### DOCUMENT EXTRACT
# # # # #

This was in post # 3, we have been using it since our first year burning, works great.
http://chimneysaver.com/item/4-creosote-removal-products/23-acs-anti-creo-soot-liquid.html


----------



## scooby074 (Jan 10, 2013)

Grisu said:


> You are indeed doing something wrong: Your wood cut over the summer is certainly not dry; the other probably only semi-dry. A moisture meter will help you to find out whether it can be burned this winter. In addition, your flue temps seem also a bit low. I would try to find some other dry wood like pallets or lumberscraps that you can use to get the stove and flue up to temp before trying to burn any of the other wood. Of that I would only use the stuff CSS for a year and keep the rest for next winter.


 
Ideally Id like to only use the older stuff, but I have to mix it in with this years in order to make it last. If I was burning it exclusively, Id probably go through it in 2 weeks.

On stove pipe temps, Im going by the magnetic thermo, the "white range" only goes from approx 300 to 475. Lately Ive been getting it up to 525 to make a bit more heat, but the woman doesnt like that.. actually she freaks out if the needle goes over the white. Then she slams the damper in to make the temp drop I tell her that is a bad thing to do. Shes starting to come around a bit but she really doesnt like it when the needle is over 500.


----------



## scooby074 (Jan 10, 2013)

zap said:


> This was in post # 3, we have been using it since our first year burning, works great.
> http://chimneysaver.com/item/4-creosote-removal-products/23-acs-anti-creo-soot-liquid.html


 
Interesting product.

However I cant find a single dealer in Canada Definitely not in my province. I even checked the Toronto region!!

Is there anything from Imperial that is decent? Products from these guys are available pretty much everywhere up here:http://www.imperialgroup.ca/stove_maintenanceproducts.cfm?c=81


This is the stuff I bought tonite. Its called Co-Mate. http://www.atlcombustion.com/comate/applications/comate_in_wood_fired_furnaces It is a new product in store, but it came recommended over the Imperial "Sweep Aid" product. I understand it is an industrial product.

A better description of the product can be found in this PDF http://www.compactappliances.ca/files/files/Comate2.pdf


----------



## remkel (Jan 10, 2013)

Sounds like your wife is choking the fire....that could be the cause of the buildup. Run that stove hot!


----------



## scooby074 (Jan 10, 2013)

remkel said:


> Sounds like your wife is choking the fire....that could be the cause of the buildup. Run that stove hot!


 
Yeah.. I know that there are other issues like air leaks and less than ideal wood, but I think the smoldering fires are 75% the cause.  Thing is, she thinks shes doing a good thing. Its hard to fault her. She thinks that anything over white on the gauge will result in "instant flue fire" and closing the damper through the day will save wood.

# # # # #

Excerpts from point annotation data
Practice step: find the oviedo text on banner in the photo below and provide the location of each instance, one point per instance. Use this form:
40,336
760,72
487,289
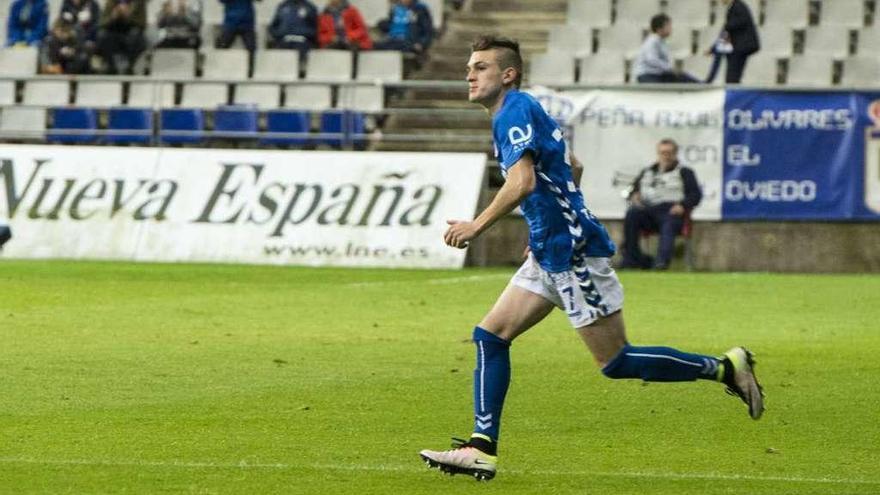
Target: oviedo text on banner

# # # # #

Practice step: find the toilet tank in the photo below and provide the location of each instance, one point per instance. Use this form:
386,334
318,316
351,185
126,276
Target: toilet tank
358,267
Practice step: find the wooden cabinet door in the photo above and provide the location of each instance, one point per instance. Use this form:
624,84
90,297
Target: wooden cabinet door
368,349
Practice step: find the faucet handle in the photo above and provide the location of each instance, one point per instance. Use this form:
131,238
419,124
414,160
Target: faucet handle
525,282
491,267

# # # # #

### REQUIREMENTS
A – In the listing, switch "banner" to "sign" and leave everything else unchanged. Begin at the line that has "Practice step: find the oviedo", stop after the line that has "Target: oviedo text on banner", and leave the picture out of your answer.
B – Proceed with the forum thread about creosote buildup and stove temperatures, picking up from the point where it stops.
The forum thread and the listing come from unrelated sources.

### FINAL RESULTS
A –
Practice step: find the oviedo text on sign in the photo below and provide the location of each instance, one point per instance. Use this form:
40,336
760,72
487,289
Target: oviedo text on sign

B –
----------



## Slow1 (Jan 10, 2013)

scooby074 said:


> Yeah.. I know that there are other issues like air leaks and less than ideal wood, but I think the smoldering fires are 75% the cause. Thing is, she thinks shes doing a good thing. Its hard to fault her. She thinks that anything over white on the gauge will result in "instant flue fire" and closing the damper through the day will save wood.


 
You need to show her that glaze and explain that the glaze is what burns to make a flue fire - if she stopped building it up then there would be nothing to burn if you did get it hot enough to ignite.  

Perhaps I missed it too - where is that thermometer sitting to get these readings anyway?


----------



## scooby074 (Jan 10, 2013)

My thermometer is about 14" up the stack.

Here's a pic


----------



## scooby074 (Jan 10, 2013)

Zap, I notice that Imperial makes a manganese based creosote remover much like anti-creo-soot that you recommend, however its not available for sale in Canada for some reason!! Maybe that's why I cant find any of the ACS products here? Perhaps the government wont allow their sale???


----------



## Slow1 (Jan 10, 2013)

Consider a second thermometer to put on your stovetop and let us know your temps there - this may say a lot about the burn.  Also, do you see much smoke out the top of the chimney when you are burning?


----------



## Highbeam (Jan 10, 2013)

What an odd looking setup. I would recommend getting rid of the 90 and the tee, then using an offset made of two 45 degree bends with the top bend at the ceiling box. Make sure your joints fit well, no need to add sealant, cement, or tape when you properly install pipe. Improve the wood supply and you'll be all set.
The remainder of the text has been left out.